• EXERCISE INPUT
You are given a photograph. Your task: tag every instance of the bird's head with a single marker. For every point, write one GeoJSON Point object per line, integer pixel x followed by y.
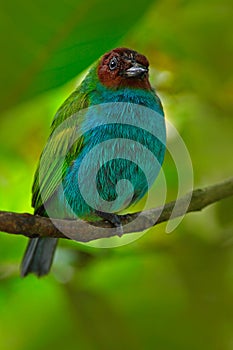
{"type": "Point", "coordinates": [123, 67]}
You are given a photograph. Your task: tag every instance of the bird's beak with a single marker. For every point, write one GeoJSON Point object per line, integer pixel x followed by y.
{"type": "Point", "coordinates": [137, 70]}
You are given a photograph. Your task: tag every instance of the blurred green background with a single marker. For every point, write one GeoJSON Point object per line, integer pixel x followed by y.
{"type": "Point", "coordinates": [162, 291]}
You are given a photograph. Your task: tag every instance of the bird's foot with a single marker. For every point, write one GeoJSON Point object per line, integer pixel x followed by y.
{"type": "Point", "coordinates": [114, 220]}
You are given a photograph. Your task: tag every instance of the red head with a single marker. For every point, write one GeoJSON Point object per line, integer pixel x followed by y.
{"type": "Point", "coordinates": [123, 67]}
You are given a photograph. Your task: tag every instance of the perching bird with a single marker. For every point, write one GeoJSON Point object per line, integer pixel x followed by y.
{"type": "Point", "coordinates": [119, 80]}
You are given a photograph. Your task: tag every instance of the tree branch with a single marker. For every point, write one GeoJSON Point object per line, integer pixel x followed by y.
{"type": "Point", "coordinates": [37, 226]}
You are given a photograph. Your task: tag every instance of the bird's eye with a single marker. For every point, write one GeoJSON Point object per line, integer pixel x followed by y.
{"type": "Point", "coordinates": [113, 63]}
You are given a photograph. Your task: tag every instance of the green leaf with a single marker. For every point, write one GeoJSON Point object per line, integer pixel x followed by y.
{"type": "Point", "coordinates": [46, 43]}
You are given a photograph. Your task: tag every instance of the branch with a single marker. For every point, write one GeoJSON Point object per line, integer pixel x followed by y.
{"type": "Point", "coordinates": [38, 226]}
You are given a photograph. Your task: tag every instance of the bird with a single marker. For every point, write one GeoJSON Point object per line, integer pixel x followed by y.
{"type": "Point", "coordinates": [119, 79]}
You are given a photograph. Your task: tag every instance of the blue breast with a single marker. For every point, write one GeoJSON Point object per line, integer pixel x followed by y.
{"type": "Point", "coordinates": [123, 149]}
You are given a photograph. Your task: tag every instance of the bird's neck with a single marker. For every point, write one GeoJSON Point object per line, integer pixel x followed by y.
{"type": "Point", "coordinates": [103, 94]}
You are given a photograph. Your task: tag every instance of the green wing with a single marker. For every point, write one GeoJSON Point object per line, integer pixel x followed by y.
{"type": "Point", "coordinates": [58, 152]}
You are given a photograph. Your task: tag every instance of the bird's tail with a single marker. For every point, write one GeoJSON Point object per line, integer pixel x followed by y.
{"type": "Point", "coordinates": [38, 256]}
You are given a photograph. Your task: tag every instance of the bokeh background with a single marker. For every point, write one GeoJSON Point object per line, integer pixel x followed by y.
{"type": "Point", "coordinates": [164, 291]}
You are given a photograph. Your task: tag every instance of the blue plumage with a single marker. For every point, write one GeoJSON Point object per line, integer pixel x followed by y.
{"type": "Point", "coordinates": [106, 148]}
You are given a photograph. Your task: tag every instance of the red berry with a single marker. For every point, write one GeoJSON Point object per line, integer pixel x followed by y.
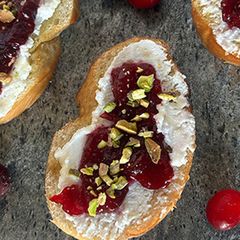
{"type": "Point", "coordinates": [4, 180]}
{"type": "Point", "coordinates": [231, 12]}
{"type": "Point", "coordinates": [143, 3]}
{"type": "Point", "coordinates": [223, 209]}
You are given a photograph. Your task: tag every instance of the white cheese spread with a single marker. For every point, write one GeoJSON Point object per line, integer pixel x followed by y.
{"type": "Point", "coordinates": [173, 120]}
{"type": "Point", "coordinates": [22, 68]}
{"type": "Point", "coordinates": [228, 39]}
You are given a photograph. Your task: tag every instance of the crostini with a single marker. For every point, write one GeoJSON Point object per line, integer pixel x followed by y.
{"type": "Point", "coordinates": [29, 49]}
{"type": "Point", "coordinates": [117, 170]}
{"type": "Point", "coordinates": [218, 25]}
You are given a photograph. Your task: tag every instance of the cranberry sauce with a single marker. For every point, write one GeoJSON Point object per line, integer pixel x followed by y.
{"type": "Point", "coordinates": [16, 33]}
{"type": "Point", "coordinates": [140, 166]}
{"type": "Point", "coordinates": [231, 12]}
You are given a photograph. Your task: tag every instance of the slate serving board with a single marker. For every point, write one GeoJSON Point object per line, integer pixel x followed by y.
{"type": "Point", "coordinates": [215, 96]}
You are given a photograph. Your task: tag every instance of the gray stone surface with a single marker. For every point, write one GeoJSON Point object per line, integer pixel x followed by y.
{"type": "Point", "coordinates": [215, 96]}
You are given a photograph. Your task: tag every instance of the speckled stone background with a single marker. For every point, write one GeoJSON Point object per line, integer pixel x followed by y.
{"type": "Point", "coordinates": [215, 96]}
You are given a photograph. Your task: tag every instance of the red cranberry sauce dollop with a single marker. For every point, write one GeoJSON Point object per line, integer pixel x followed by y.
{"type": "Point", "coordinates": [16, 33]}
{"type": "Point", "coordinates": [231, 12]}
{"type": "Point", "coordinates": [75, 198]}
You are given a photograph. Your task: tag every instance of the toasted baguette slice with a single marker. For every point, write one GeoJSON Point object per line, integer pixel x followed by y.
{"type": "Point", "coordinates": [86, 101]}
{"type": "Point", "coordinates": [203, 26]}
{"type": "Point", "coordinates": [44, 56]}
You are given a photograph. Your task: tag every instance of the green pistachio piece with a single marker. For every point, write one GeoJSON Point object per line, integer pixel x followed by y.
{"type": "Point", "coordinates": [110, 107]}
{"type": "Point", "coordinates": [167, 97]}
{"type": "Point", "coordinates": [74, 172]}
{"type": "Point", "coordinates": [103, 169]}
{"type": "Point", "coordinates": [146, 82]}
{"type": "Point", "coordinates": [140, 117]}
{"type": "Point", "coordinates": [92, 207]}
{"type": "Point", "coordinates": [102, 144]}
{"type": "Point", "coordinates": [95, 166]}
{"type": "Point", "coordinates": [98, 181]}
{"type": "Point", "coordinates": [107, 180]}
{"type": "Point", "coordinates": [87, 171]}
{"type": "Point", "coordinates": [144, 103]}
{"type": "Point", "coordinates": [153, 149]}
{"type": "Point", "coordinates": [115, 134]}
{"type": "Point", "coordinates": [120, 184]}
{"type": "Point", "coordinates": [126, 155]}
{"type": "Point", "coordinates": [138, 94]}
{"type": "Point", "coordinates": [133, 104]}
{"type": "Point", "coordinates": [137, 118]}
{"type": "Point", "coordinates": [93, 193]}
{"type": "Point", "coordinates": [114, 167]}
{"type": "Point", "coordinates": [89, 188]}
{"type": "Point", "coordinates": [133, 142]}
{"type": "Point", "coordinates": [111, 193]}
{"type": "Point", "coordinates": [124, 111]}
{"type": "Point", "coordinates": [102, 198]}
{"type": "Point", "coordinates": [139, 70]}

• HOW TO COMPLETE THIS TASK
Your copy should restate every record word for word and contain no pictures.

• RESPONSE BELOW
You are given a photograph. Your task: tag every instance of the bird's head with a single marker. For every point, write one GeoJSON Point object per line, integer pixel x followed by y.
{"type": "Point", "coordinates": [123, 67]}
You are given a photograph. Your task: tag every instance of the bird's beak with a single marker. For every point, write one GeoJSON Point object per line, integer pixel x followed by y.
{"type": "Point", "coordinates": [137, 70]}
You are given a photograph. Your task: tag every instance of the blurred green background with a single marker. For every point, write one GeoJSON Point object per line, integer pixel x followed by y.
{"type": "Point", "coordinates": [162, 291]}
You are given a photograph. Your task: tag every instance of the bird's foot with a single marker. For every point, write one GeoJSON Point object per line, integer pixel x followed by y.
{"type": "Point", "coordinates": [114, 220]}
You are given a photograph. Your task: tag every instance of the red head with a single marker. For every point, write one GeoJSON Point object per line, integer pixel x followed by y.
{"type": "Point", "coordinates": [123, 67]}
You are given a photograph. Your task: tag every instance of the perching bird with a single marker. For every point, write one GeoJSON Point object per line, integer pixel x followed by y.
{"type": "Point", "coordinates": [119, 80]}
You are given a photograph. Your task: tag every instance of the tree branch with a single marker. For every point, write one GeoJSON Point object per line, integer pixel x followed by y.
{"type": "Point", "coordinates": [37, 226]}
You are given a photograph. Your task: tag every instance of the bird's eye with a single marker. For every point, write one GeoJSON Point object per line, integer pixel x followed by y.
{"type": "Point", "coordinates": [113, 63]}
You are given a photograph. Your task: tag every instance of the green leaf with a single marker. For every point, write one GeoJSON Point object per line, integer pixel x followed by y.
{"type": "Point", "coordinates": [46, 43]}
You are given a photograph. Your task: tag every instance of the branch with a single marker. For every point, write one GeoJSON Point object per line, integer pixel x followed by y.
{"type": "Point", "coordinates": [38, 226]}
You are given a photograph. Your task: tag every instance of the bird with a single marker. For every point, write one GeoJSON Point object per line, integer pixel x followed by y.
{"type": "Point", "coordinates": [119, 79]}
You are given a photograph. Your task: tag every instance of the blue breast with a single marker. For every point, write one GeoJSON Point object per line, integer pixel x followed by y.
{"type": "Point", "coordinates": [123, 149]}
You are given a photograph. Your task: tag every instance of the bird's neck with a single marker. For every point, write one GeoJSON Point object per line, integer pixel x followed by y.
{"type": "Point", "coordinates": [103, 94]}
You are given a photograph. Your task: tag every instance of the green wing with a single marker. For every point, write one GeoJSON Point object per line, integer pixel x followed by y.
{"type": "Point", "coordinates": [58, 152]}
You are given a photograph. Your task: tag every instance of the bird's tail with a single marker. For every point, write one GeoJSON Point object per line, integer pixel x followed by y.
{"type": "Point", "coordinates": [38, 256]}
You are given a photograph. Your task: tag every instance of the bokeh background with a single marker. For every point, write one GeoJSON Point object per line, integer pixel x followed by y.
{"type": "Point", "coordinates": [164, 291]}
You are given a photograph. Your task: tag every instance of the blue plumage with a single marker. For every point, write one GeoJSON Point object per line, integer pixel x followed by y.
{"type": "Point", "coordinates": [106, 148]}
You are given a photograph. Your task: tag every instance of the red berry with a single marker. For every point, write one GeoJSON Point object per line, integer pixel x followed by y.
{"type": "Point", "coordinates": [4, 180]}
{"type": "Point", "coordinates": [231, 12]}
{"type": "Point", "coordinates": [143, 3]}
{"type": "Point", "coordinates": [223, 209]}
You are given a photograph. Your task: tag every instance of the white cheese spread with a single marker. For every point, write one GeoJSON Point object per line, integer pixel x followed by y.
{"type": "Point", "coordinates": [173, 120]}
{"type": "Point", "coordinates": [22, 68]}
{"type": "Point", "coordinates": [228, 39]}
You are given a photograph. Your task: tag every instance of the crostini with a single marker. For every point, write one GeoJSON Point object per line, integer pixel x followed by y.
{"type": "Point", "coordinates": [29, 49]}
{"type": "Point", "coordinates": [117, 170]}
{"type": "Point", "coordinates": [218, 25]}
You are given a photograph. Your task: tag every instance of the cranberry sauce with a single marker. For every point, write one GeoJSON Point object per line, integer pixel x followed by y.
{"type": "Point", "coordinates": [16, 33]}
{"type": "Point", "coordinates": [140, 166]}
{"type": "Point", "coordinates": [231, 12]}
You are given a photograph. Your task: tag every instance of the slate serving board with a single marker. For every point, write one GeoJSON Point object per line, integer pixel x followed by y.
{"type": "Point", "coordinates": [215, 96]}
You are given a photograph. Your task: tag every instance of the gray stone surface with a single marker. For every point, write one GeoJSON Point object per line, integer pixel x followed by y.
{"type": "Point", "coordinates": [215, 96]}
You are given a photograph. Your task: tag every instance of the speckled stone background with a single marker. For every point, write one GeoJSON Point object per line, integer pixel x followed by y.
{"type": "Point", "coordinates": [215, 96]}
You are given a photograph. Your task: tag every instance of the red cranberry sauce dollop with a single marker. For every point, write one GeoJSON Point object per line, integer pixel x followed by y.
{"type": "Point", "coordinates": [16, 33]}
{"type": "Point", "coordinates": [231, 12]}
{"type": "Point", "coordinates": [75, 198]}
You are given a photograph. Your task: tag every instance of the toasted baguette slice with a single marker. For every point, write one GeoJSON Point object per line, integer pixel x followed by y.
{"type": "Point", "coordinates": [86, 101]}
{"type": "Point", "coordinates": [203, 26]}
{"type": "Point", "coordinates": [44, 56]}
You are given a photograph. Your task: tag every instance of the green pistachio piece with a single marker. For every point, write one GeoJSON Point object per line, integer pixel x followed by y.
{"type": "Point", "coordinates": [110, 107]}
{"type": "Point", "coordinates": [167, 97]}
{"type": "Point", "coordinates": [74, 172]}
{"type": "Point", "coordinates": [103, 169]}
{"type": "Point", "coordinates": [146, 82]}
{"type": "Point", "coordinates": [140, 117]}
{"type": "Point", "coordinates": [92, 207]}
{"type": "Point", "coordinates": [102, 144]}
{"type": "Point", "coordinates": [95, 166]}
{"type": "Point", "coordinates": [98, 181]}
{"type": "Point", "coordinates": [107, 180]}
{"type": "Point", "coordinates": [87, 171]}
{"type": "Point", "coordinates": [144, 103]}
{"type": "Point", "coordinates": [153, 149]}
{"type": "Point", "coordinates": [115, 134]}
{"type": "Point", "coordinates": [120, 184]}
{"type": "Point", "coordinates": [126, 155]}
{"type": "Point", "coordinates": [138, 94]}
{"type": "Point", "coordinates": [133, 104]}
{"type": "Point", "coordinates": [137, 118]}
{"type": "Point", "coordinates": [93, 193]}
{"type": "Point", "coordinates": [114, 167]}
{"type": "Point", "coordinates": [89, 188]}
{"type": "Point", "coordinates": [133, 142]}
{"type": "Point", "coordinates": [111, 193]}
{"type": "Point", "coordinates": [124, 111]}
{"type": "Point", "coordinates": [102, 198]}
{"type": "Point", "coordinates": [139, 70]}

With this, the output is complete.